## [Information shown]
______

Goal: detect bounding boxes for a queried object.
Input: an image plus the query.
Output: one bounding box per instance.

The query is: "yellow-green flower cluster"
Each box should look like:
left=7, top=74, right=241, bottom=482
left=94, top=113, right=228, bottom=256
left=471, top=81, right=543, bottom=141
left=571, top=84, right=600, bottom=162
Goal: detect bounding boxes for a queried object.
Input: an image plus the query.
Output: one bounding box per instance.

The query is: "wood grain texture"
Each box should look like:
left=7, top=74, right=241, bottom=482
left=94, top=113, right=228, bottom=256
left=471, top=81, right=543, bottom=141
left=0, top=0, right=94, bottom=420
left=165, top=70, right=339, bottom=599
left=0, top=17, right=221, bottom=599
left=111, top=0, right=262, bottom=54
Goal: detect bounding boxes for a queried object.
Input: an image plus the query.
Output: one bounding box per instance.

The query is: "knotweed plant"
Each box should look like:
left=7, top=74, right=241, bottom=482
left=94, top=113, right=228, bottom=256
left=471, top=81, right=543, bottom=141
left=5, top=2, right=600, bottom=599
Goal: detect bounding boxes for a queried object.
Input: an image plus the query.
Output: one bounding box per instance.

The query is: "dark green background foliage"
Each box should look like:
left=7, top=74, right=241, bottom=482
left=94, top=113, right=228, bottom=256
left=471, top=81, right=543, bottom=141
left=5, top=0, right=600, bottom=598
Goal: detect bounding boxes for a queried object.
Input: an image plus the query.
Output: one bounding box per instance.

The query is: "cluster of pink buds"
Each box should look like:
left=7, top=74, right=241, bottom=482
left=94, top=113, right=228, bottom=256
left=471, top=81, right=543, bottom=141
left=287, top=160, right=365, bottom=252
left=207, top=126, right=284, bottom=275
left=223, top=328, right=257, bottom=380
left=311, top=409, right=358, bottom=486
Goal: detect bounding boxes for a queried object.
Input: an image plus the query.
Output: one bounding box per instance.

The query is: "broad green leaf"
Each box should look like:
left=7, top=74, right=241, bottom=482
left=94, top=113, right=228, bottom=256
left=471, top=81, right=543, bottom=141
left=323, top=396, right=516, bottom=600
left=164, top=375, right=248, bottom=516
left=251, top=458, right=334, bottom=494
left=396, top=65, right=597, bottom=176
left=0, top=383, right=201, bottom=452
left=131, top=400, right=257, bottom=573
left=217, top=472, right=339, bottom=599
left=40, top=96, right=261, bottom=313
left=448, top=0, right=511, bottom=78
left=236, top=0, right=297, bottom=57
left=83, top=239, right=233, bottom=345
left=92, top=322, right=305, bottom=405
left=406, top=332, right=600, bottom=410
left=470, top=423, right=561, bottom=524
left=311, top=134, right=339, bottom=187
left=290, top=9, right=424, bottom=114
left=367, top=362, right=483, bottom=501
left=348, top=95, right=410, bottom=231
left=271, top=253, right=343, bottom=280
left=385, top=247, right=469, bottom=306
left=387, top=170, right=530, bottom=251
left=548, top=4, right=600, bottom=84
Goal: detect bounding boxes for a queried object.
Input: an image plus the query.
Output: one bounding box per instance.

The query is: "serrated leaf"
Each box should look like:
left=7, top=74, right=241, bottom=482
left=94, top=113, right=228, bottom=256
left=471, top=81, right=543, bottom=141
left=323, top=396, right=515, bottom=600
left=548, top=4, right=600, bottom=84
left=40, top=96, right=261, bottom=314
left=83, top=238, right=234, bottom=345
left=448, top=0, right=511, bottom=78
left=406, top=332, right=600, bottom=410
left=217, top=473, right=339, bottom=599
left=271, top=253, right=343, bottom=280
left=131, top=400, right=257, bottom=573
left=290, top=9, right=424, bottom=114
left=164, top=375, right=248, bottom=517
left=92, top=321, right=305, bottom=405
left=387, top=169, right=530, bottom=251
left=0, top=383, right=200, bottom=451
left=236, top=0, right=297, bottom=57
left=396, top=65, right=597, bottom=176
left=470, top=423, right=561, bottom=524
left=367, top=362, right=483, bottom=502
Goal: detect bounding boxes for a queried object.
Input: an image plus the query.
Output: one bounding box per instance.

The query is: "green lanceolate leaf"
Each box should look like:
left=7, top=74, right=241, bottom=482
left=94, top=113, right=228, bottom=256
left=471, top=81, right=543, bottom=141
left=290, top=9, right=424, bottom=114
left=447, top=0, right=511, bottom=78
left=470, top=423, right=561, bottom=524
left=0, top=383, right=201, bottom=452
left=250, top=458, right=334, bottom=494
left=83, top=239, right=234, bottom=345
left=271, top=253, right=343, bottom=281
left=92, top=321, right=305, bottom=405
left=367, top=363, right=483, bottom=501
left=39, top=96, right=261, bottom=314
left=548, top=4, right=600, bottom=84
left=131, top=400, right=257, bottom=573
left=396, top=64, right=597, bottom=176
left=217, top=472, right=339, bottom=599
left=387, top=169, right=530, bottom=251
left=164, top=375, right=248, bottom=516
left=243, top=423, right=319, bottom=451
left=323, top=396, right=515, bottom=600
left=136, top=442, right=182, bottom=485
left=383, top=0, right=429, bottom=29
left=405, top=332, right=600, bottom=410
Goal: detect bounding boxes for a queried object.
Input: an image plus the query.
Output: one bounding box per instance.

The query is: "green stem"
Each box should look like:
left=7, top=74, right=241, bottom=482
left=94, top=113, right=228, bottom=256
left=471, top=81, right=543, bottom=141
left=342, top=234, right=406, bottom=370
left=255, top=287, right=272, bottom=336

______

Give the entries again exactly, every one.

Goal: detect bounding boxes for a queried object.
Input: an image plus the query.
Output: one bounding box per instance.

The query is: "yellow-green flower cluster"
Each box should look like:
left=7, top=74, right=241, bottom=482
left=94, top=113, right=228, bottom=256
left=471, top=81, right=543, bottom=141
left=571, top=84, right=600, bottom=162
Goal: detect bounding boxes for a queried object.
Input: an image plus the query.
Output: one bounding box per instance.

The query is: "wood grain texture"
Each box should look like:
left=7, top=74, right=241, bottom=482
left=94, top=113, right=228, bottom=256
left=471, top=81, right=543, bottom=141
left=0, top=0, right=94, bottom=420
left=165, top=70, right=339, bottom=599
left=0, top=17, right=221, bottom=599
left=111, top=0, right=262, bottom=54
Goal: detect bounding boxes for a queried object.
Input: an image plus the query.
Output: one bounding box per instance.

The query is: "knotweed plant"
Each box should look like:
left=7, top=74, right=241, bottom=482
left=94, top=113, right=228, bottom=256
left=471, top=81, right=543, bottom=141
left=5, top=2, right=600, bottom=599
Goal: detect bounding boxes for a queried object.
Input: an image plus the query.
Output: one bounding box per instance.

The query is: "dark green background foliage"
Each box should look like:
left=7, top=74, right=241, bottom=482
left=94, top=113, right=228, bottom=256
left=471, top=81, right=543, bottom=141
left=5, top=0, right=600, bottom=598
Goal: detect bounding boxes for a queried object.
Input: an image plus the query.
Output: one bounding box per instance.

The query is: "cluster of pink buds"
Each box should look like:
left=7, top=74, right=241, bottom=482
left=94, top=113, right=228, bottom=256
left=471, top=81, right=543, bottom=141
left=287, top=160, right=365, bottom=252
left=207, top=126, right=284, bottom=275
left=223, top=328, right=257, bottom=380
left=311, top=409, right=358, bottom=486
Goal: detect bounding boxes for a queried object.
Input: an image plus the query.
Output: one bounding box per instance.

The query is: "broad green leaf"
Each box should look like:
left=7, top=74, right=241, bottom=482
left=94, top=113, right=228, bottom=256
left=471, top=81, right=543, bottom=141
left=323, top=396, right=516, bottom=600
left=164, top=375, right=248, bottom=516
left=251, top=458, right=334, bottom=494
left=396, top=65, right=597, bottom=176
left=0, top=383, right=201, bottom=452
left=131, top=400, right=257, bottom=573
left=217, top=472, right=339, bottom=599
left=40, top=96, right=261, bottom=313
left=448, top=0, right=511, bottom=78
left=236, top=0, right=297, bottom=57
left=83, top=239, right=233, bottom=345
left=92, top=322, right=305, bottom=405
left=406, top=332, right=600, bottom=410
left=470, top=423, right=561, bottom=524
left=311, top=134, right=339, bottom=187
left=290, top=9, right=424, bottom=114
left=367, top=362, right=483, bottom=501
left=348, top=95, right=410, bottom=231
left=271, top=253, right=343, bottom=280
left=385, top=247, right=469, bottom=306
left=387, top=170, right=530, bottom=251
left=548, top=4, right=600, bottom=84
Goal: detect bounding boxes for a queried object.
Input: an image plus the query.
Output: one bounding box per instance.

The query is: "serrated leaf"
Each box should look like:
left=7, top=74, right=241, bottom=482
left=94, top=113, right=228, bottom=256
left=471, top=81, right=543, bottom=141
left=323, top=396, right=515, bottom=600
left=548, top=4, right=600, bottom=84
left=40, top=96, right=261, bottom=314
left=83, top=238, right=234, bottom=345
left=448, top=0, right=511, bottom=78
left=406, top=332, right=600, bottom=410
left=217, top=473, right=339, bottom=599
left=271, top=253, right=343, bottom=280
left=131, top=400, right=257, bottom=573
left=290, top=9, right=424, bottom=114
left=164, top=375, right=248, bottom=517
left=92, top=321, right=305, bottom=405
left=387, top=169, right=530, bottom=251
left=0, top=383, right=200, bottom=451
left=236, top=0, right=297, bottom=57
left=396, top=65, right=597, bottom=176
left=470, top=423, right=561, bottom=524
left=367, top=362, right=483, bottom=502
Goal: detect bounding boxes for a queried object.
Input: an image plus the query.
Output: one bounding box per instance.

The query is: "green lanceolate leaf"
Each box should look like:
left=7, top=74, right=241, bottom=482
left=94, top=113, right=228, bottom=256
left=471, top=81, right=543, bottom=141
left=290, top=9, right=424, bottom=114
left=447, top=0, right=511, bottom=78
left=470, top=423, right=561, bottom=524
left=0, top=383, right=201, bottom=452
left=250, top=458, right=334, bottom=494
left=83, top=239, right=234, bottom=345
left=271, top=253, right=343, bottom=281
left=92, top=321, right=305, bottom=405
left=367, top=363, right=483, bottom=501
left=39, top=96, right=261, bottom=314
left=548, top=4, right=600, bottom=84
left=131, top=400, right=257, bottom=573
left=396, top=64, right=597, bottom=176
left=217, top=472, right=339, bottom=599
left=387, top=169, right=530, bottom=251
left=164, top=375, right=248, bottom=516
left=243, top=423, right=319, bottom=451
left=323, top=396, right=515, bottom=600
left=136, top=442, right=182, bottom=485
left=383, top=0, right=429, bottom=29
left=405, top=332, right=600, bottom=410
Goal: detect bounding boxes for a queried object.
Input: an image plus the query.
Output: one bounding box per instance.

The query is: "green stem"
Each box should look like:
left=7, top=74, right=241, bottom=482
left=94, top=113, right=228, bottom=256
left=471, top=81, right=543, bottom=141
left=342, top=234, right=406, bottom=370
left=255, top=287, right=272, bottom=336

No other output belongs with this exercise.